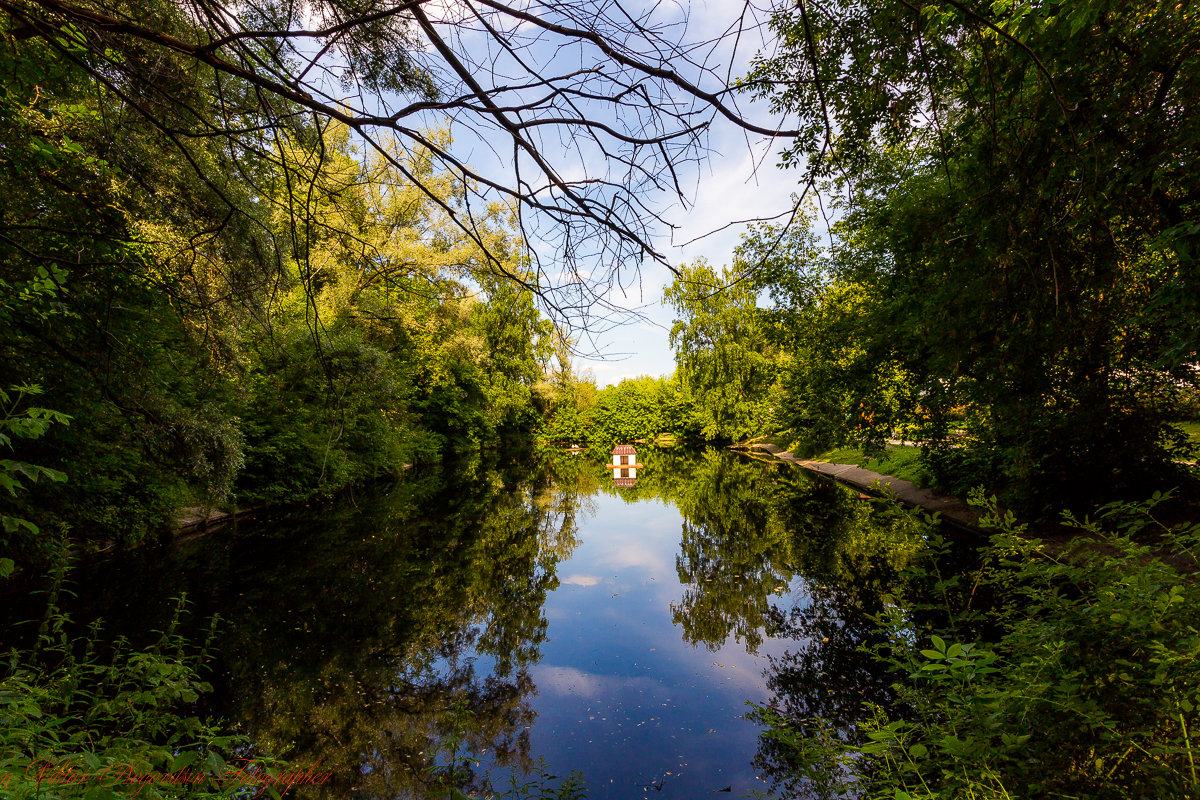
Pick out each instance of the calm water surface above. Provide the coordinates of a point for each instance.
(493, 615)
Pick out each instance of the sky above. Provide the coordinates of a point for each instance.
(741, 180)
(730, 188)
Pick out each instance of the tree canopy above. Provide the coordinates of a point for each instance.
(1014, 240)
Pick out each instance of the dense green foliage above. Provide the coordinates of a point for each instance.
(79, 722)
(264, 317)
(1012, 269)
(1086, 689)
(721, 350)
(636, 409)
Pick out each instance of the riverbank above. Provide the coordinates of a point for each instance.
(954, 510)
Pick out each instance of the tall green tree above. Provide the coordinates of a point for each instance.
(1017, 223)
(721, 349)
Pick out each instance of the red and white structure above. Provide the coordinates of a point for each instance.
(624, 465)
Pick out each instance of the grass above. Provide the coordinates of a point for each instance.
(900, 461)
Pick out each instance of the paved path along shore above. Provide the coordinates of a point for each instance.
(949, 507)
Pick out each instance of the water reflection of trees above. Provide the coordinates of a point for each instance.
(372, 639)
(853, 555)
(750, 527)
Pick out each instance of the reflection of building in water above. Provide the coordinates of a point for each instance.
(624, 465)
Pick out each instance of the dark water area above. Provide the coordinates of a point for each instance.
(498, 617)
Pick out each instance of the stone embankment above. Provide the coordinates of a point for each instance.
(952, 509)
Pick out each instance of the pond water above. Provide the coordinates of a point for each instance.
(493, 617)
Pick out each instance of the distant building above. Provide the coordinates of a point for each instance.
(624, 465)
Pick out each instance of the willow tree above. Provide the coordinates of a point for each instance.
(723, 350)
(1017, 196)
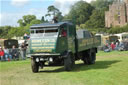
- - - - -
PROBLEM DESCRIPTION: The expected answer is the lines from the one that has "Pick out each instance of the water" to the end of the listing, transcribed exactly, with pictures left out and no other line added.

REPLY TO THE TASK:
Pick out each instance of the water reflection of trees above. Provide the coordinates of a point for each instance.
(372, 639)
(853, 555)
(750, 527)
Pick out each instance of the reflection of building in water above. Provide the coordinates of a point for each instance.
(624, 465)
Pick out each instance of the dark water area above. Provide the coordinates of a point for each instance.
(498, 617)
Pick out each instance of the stone embankment above. Provide the coordinates of a point for each instance.
(952, 509)
Pick out each instance of the pond water above. Provide the coordinates of a point for each instance.
(493, 617)
Pick out each instance of the distant building above. Provide the coordinates of a point for each instance.
(624, 465)
Pick out each instance of the willow tree above. Provide the coordinates of a point for each instance.
(723, 350)
(1017, 196)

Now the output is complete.